_GIVEN TEXT_
•••

Base Design

Parsing Useragents

Parsing useragents is considered by many to be a ridiculously hard problem. The main problems are:

  • Although there seems to be a specification, many do not follow it.
  • Useragents LIE that they are their competing predecessor with an extra flag.

The pattern the ’normal’ browser builders are following is that they all LIE about the ancestor they are trying to improve upon.

The reason this system (historically) works is because a lot of website builders do a very simple check to see if they can use a specific feature.

if (useragent.contains("Chrome")) {
    // Use the chrome feature we need.

Some may improve on this an actually check the (major) version that follows.

A good example of this is the Edge browser:

Mozilla/5.0 (Windows NT 10.0) AppleWebKit/537.36 (KHTML, like Gecko) Chrome/42.0.2311.135 Safari/537.36 Edge/12.10136

It says it:

  • is Mozilla/5.0
  • uses AppleWebKit/537.36
  • for “compatibility” the AppleWebKit lie about being “KHTML” and that it is similar to “Gecko” are also copied
  • is Chrome 42
  • is Safari 537
  • is Edge 12

So any website looking for the word it triggers upon will find it and enable the right features.

•••

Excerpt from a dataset
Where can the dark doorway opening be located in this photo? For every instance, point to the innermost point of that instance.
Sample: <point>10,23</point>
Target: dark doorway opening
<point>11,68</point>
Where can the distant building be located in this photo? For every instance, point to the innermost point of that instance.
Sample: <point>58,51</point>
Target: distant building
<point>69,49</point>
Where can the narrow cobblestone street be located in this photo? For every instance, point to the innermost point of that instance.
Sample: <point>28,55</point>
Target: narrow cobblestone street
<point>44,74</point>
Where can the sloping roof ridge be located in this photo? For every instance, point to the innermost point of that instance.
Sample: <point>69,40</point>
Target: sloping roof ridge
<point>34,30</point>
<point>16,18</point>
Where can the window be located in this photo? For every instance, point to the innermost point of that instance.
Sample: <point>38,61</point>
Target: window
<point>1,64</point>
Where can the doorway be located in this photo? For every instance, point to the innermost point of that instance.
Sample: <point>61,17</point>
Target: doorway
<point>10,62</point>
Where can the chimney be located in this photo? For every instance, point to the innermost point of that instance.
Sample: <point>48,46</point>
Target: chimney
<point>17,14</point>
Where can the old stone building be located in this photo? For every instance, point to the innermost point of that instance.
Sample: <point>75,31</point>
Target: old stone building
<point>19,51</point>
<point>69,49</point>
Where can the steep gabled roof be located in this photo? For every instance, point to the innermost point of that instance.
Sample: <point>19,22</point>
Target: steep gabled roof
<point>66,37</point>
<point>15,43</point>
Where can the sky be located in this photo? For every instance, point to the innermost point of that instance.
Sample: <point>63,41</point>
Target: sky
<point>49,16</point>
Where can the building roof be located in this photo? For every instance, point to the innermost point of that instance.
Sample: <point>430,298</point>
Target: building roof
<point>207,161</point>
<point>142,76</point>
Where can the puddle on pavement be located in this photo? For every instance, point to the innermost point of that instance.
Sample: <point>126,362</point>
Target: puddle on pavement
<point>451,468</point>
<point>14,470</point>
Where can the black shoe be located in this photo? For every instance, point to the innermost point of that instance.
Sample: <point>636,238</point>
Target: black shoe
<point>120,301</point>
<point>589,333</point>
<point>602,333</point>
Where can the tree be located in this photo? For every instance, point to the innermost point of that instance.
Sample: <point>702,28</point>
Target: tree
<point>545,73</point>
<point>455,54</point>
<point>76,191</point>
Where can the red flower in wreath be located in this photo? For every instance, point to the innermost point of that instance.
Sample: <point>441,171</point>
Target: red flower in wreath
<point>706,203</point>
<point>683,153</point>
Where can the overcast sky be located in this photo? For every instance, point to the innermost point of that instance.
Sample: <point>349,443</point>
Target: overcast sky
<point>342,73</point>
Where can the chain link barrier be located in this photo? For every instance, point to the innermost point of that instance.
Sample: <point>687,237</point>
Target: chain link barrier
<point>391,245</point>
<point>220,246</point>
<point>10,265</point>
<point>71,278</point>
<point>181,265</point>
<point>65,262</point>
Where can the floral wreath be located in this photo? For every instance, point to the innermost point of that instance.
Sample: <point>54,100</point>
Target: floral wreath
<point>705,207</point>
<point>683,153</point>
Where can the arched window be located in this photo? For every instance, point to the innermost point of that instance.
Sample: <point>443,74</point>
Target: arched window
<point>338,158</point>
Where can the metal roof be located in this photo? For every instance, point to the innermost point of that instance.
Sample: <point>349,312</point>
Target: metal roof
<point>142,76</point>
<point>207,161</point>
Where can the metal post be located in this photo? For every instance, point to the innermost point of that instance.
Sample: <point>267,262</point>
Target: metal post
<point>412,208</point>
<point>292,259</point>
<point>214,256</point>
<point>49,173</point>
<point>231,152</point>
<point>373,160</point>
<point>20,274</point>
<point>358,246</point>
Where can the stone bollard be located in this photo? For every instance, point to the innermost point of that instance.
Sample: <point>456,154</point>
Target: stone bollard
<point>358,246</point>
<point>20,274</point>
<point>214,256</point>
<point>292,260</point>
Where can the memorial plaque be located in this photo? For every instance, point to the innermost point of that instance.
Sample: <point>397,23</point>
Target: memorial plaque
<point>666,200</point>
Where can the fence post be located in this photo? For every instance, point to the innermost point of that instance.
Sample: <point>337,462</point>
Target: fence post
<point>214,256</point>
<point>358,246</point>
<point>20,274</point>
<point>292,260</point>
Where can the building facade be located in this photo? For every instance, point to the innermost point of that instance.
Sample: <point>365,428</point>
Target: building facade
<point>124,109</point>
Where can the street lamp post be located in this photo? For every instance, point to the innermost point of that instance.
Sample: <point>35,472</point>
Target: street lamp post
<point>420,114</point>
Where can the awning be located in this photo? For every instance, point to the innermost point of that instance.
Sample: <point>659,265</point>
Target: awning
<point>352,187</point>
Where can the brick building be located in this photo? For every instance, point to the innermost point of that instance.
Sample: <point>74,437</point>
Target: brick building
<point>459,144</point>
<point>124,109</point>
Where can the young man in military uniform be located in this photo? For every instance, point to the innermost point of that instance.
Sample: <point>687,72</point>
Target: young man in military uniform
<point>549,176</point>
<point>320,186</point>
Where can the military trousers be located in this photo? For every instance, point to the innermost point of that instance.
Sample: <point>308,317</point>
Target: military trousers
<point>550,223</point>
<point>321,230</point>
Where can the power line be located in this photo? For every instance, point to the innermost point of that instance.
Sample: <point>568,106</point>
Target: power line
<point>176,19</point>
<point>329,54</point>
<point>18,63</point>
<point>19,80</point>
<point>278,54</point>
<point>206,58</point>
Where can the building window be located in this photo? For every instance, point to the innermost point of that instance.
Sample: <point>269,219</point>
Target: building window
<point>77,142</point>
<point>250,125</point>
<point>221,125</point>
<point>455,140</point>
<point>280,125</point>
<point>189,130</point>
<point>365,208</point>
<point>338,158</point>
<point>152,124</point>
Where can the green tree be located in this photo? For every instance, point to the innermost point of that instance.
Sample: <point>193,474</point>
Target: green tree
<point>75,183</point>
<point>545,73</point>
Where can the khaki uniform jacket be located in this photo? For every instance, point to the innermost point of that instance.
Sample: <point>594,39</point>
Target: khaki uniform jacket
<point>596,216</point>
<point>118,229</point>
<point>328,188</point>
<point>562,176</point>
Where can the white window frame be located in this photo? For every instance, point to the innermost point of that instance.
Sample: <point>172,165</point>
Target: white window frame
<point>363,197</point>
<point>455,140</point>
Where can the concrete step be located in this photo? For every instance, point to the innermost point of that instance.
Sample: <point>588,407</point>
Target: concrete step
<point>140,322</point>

•••

_SET TASK_
Reproduce the passage of the useragent parsing text starting at "Parsing useragents is" and ending at "not follow it.". The records have nothing to do with what comes next.

_WRITTEN ANSWER_
Parsing useragents is considered by many to be a ridiculously hard problem. The main problems are:

  • Although there seems to be a specification, many do not follow it.